Async and await

In the previous lesson, we added a topic guardrail in front of the FAQ agent, but our runner code is sequential.

The runner checks the guardrail before it starts the FAQ agent:

async def run(self, question: str) -> str:
    for guardrail in self.input_guardrails:
        decision = await guardrail.check_input(question)

        if decision.fail:
            return f"[INPUT BLOCKED] {decision.reasoning}"

    return await self.agent.run(question)

First we run the guardrail, then we run the FAQ agent.

For some applications, that's okay: the code is simple, and the agent never starts until the guardrail passes.

But this adds latency, because the guardrail makes one model call and the FAQ agent makes another. When we run them one after another, the user waits for both calls.

It gets worse when we add more checks. If several checks run one after another, the user waits for every check before the agent even starts.

We want to run the guardrail and the FAQ agent in parallel:

  • Start the guardrail check.
  • Start the FAQ agent.
  • If the guardrail blocks the request, cancel the agent task.

We'll use async/await for that. First we await one async call, then we start multiple calls at the same time with asyncio.create_task.

Fake agent

Before we change the real class, we'll use smaller functions to explain the async pattern.

We create two fake async functions:

  • fake_agent - for the agent
  • fake_guardrail - for the guardrail

First create the fake agent:

import asyncio

async def fake_agent(question: str) -> str:
    print("[agent] start")
    await asyncio.sleep(2)
    print("[agent] done")
    return f"answer for: {question}"

We use asyncio.sleep(2) to fake a slow model call. Later we'll replace that wait with a real OpenAI API call.

Async and await

Call the fake agent:

call = fake_agent("hello")
call

Because we added the keyword async to the function definition, the function returns a coroutine object.

A coroutine object stores an async call that we can run later. It keeps the function and the arguments.

The function body isn't running yet, so to run it we await the coroutine:

answer = await call
answer

The code runs, and Python waits until it finishes and gives us the result.

If you create a coroutine and never await it, Python may show this warning:

RuntimeWarning: coroutine 'fake_agent' was never awaited

In practice, we usually create and await the coroutine in one line:

result = await fake_agent("hello")

## Material provided
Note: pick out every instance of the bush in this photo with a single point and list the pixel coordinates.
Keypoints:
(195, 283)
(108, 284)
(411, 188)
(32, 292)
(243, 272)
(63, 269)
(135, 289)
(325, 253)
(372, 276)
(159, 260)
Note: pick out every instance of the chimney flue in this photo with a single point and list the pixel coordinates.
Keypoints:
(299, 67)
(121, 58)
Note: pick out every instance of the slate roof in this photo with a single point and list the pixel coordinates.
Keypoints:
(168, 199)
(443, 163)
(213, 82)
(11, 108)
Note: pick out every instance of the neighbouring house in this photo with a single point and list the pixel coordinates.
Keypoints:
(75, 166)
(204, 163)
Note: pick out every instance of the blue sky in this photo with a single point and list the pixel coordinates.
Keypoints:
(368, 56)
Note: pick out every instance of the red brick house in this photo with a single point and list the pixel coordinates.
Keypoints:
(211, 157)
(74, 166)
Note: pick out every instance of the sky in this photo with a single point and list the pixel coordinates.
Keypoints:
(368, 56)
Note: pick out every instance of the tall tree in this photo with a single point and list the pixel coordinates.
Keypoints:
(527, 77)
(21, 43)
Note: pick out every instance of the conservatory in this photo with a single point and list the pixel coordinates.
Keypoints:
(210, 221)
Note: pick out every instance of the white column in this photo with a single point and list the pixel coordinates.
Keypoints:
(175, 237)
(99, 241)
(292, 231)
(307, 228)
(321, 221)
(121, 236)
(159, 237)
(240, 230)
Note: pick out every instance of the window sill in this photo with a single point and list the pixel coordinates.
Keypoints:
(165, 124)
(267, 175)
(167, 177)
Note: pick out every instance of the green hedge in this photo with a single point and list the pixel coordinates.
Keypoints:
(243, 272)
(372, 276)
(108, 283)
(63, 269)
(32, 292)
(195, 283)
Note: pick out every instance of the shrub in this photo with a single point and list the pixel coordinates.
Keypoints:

## Required action
Answer these from the async and await text.
(a) What does the fake agent use to fake a slow model call?
(b) What does a function defined with the keyword async return when it is called?
(c) What warning may Python show if a coroutine is created but never awaited?

## Worked solution
(a) asyncio.sleep(2)
(b) A coroutine object
(c) RuntimeWarning: coroutine 'fake_agent' was never awaited